--- START OF Information provided ---

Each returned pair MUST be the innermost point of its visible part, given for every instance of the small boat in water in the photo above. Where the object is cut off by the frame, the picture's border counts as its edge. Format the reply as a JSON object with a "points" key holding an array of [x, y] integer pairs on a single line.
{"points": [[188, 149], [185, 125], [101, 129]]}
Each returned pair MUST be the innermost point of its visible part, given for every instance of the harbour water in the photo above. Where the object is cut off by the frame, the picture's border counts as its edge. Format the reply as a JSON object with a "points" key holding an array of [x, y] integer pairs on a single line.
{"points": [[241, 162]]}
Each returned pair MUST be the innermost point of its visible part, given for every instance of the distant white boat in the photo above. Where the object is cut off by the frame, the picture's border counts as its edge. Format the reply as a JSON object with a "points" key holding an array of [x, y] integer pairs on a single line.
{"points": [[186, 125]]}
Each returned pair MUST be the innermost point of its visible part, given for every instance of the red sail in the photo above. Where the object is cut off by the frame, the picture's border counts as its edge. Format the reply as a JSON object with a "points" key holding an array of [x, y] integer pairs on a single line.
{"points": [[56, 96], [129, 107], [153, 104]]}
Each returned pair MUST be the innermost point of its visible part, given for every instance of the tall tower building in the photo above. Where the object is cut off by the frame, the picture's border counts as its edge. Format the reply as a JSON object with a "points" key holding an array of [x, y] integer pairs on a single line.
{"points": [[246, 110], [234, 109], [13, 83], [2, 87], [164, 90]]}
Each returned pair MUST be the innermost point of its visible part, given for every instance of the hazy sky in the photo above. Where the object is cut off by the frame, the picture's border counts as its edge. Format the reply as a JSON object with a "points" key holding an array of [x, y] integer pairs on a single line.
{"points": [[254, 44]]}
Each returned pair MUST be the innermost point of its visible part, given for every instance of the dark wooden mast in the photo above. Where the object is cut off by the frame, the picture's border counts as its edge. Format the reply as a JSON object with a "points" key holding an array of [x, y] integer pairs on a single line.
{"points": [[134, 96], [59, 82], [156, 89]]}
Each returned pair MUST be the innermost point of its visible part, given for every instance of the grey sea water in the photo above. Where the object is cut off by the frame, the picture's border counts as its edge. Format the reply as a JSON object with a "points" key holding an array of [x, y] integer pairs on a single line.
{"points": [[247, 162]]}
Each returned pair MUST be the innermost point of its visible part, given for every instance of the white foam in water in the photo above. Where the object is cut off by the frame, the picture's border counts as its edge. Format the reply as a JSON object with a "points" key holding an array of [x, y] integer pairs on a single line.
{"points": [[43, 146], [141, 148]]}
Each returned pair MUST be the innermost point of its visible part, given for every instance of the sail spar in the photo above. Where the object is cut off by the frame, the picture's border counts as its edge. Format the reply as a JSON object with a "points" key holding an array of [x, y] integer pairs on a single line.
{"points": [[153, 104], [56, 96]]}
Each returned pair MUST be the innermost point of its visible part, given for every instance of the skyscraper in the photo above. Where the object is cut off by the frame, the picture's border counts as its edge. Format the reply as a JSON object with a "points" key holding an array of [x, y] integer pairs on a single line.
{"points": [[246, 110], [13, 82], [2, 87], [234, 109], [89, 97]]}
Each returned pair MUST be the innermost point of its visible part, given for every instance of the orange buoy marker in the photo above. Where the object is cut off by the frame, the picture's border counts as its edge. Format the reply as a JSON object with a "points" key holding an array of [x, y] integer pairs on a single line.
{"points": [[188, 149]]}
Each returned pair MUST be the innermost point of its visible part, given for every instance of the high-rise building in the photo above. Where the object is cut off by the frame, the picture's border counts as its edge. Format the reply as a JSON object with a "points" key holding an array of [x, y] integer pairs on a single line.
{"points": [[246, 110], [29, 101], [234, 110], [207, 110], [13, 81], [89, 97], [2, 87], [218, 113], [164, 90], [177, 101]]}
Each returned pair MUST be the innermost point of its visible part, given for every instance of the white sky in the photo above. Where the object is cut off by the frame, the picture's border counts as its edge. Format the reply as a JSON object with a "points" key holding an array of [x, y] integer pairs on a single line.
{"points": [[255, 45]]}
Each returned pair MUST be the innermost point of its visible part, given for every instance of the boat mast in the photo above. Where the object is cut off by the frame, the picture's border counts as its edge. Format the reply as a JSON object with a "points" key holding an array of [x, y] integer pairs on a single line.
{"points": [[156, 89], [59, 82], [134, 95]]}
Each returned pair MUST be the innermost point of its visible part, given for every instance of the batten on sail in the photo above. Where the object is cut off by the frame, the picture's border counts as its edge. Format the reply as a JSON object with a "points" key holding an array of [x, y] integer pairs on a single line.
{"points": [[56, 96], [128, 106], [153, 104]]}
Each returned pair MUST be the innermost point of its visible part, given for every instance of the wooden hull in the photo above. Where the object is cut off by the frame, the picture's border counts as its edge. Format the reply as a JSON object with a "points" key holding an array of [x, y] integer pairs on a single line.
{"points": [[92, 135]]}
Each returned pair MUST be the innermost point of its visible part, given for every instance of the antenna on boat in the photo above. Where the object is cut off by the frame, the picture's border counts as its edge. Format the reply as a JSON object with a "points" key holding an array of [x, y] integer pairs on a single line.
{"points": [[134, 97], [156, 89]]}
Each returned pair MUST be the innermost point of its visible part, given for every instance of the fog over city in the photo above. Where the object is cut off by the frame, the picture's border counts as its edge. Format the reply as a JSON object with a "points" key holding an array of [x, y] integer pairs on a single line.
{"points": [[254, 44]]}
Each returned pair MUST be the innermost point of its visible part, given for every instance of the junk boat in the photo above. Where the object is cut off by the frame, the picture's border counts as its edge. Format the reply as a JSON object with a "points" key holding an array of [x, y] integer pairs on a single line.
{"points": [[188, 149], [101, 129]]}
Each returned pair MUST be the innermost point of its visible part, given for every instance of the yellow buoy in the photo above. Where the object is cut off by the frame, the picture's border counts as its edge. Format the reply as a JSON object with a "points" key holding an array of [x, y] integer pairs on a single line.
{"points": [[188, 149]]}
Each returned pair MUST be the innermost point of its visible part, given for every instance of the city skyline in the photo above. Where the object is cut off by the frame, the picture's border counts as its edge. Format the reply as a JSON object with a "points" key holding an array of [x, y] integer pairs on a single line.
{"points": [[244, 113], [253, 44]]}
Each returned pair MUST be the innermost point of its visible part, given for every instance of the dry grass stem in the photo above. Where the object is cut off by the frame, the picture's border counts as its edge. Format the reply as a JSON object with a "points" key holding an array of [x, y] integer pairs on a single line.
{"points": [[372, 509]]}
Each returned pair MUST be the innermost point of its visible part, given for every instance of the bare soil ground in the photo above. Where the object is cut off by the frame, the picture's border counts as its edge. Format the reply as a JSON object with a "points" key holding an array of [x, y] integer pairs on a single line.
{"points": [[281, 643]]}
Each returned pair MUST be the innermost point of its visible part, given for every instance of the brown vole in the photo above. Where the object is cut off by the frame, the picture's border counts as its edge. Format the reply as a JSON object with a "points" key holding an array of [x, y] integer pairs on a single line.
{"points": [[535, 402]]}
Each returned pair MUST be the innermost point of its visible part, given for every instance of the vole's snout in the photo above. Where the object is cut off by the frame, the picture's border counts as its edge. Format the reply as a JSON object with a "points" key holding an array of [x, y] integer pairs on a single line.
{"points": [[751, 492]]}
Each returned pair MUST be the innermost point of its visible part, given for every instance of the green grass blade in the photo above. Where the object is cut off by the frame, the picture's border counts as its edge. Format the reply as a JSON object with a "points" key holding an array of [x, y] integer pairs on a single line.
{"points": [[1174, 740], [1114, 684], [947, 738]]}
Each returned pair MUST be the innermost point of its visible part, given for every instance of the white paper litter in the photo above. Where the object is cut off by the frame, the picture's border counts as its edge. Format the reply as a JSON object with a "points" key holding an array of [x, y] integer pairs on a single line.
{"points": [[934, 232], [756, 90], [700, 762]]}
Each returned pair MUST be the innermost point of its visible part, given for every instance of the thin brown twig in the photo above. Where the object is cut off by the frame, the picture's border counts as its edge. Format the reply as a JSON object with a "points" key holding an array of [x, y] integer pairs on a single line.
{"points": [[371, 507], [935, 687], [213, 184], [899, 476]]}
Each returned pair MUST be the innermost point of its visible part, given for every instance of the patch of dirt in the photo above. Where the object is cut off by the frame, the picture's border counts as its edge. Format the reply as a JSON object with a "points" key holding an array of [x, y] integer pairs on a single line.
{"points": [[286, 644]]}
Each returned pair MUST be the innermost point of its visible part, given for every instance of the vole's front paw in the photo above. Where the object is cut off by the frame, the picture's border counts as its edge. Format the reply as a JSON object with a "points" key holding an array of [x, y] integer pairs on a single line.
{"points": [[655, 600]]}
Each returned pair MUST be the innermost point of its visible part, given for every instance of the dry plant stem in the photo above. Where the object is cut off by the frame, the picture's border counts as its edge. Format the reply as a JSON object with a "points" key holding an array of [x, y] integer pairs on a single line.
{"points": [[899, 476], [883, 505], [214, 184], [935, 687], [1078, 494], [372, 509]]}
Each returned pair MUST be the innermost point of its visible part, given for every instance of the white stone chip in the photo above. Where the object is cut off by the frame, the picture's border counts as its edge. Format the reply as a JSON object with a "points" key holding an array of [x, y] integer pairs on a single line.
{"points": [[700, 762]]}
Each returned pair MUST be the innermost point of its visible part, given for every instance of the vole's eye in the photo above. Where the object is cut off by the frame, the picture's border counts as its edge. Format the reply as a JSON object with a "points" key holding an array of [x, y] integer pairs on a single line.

--- END OF Information provided ---

— What is expected —
Repeat, without changes, every line from the one that contains "the dry plant" through the final line of the data.

— Reply —
Each returned pair MUST be the innermost point of its visible part, given for every instance of the dry plant stem in the photo above. Where the object is cut off by the frame, the picture's border counts as its edge. Format the reply as a JSON object with a "points" key holding an array of [x, y] integer pairs on a single line.
{"points": [[899, 476], [883, 505], [214, 184], [935, 687], [1078, 494], [372, 509]]}
Each returned pair MUST be the innermost point of its visible part, given for every instance of the white stone chip in the photo above. Where the object is cut off by the frame, the picture's border counts as its edge. Format the reply as a JSON object with a "points" key holding an array of [x, y] integer pairs on a single line.
{"points": [[700, 762]]}
Each returned pair MUST be the innermost point of its visible part, given for every instance of the vole's eye in the photo above. Where the object is cut off by the frame, the picture's border counts as its edge. Format the reply as a JSON object with a "points" key holding an array of [x, y] integer pairs on a single line.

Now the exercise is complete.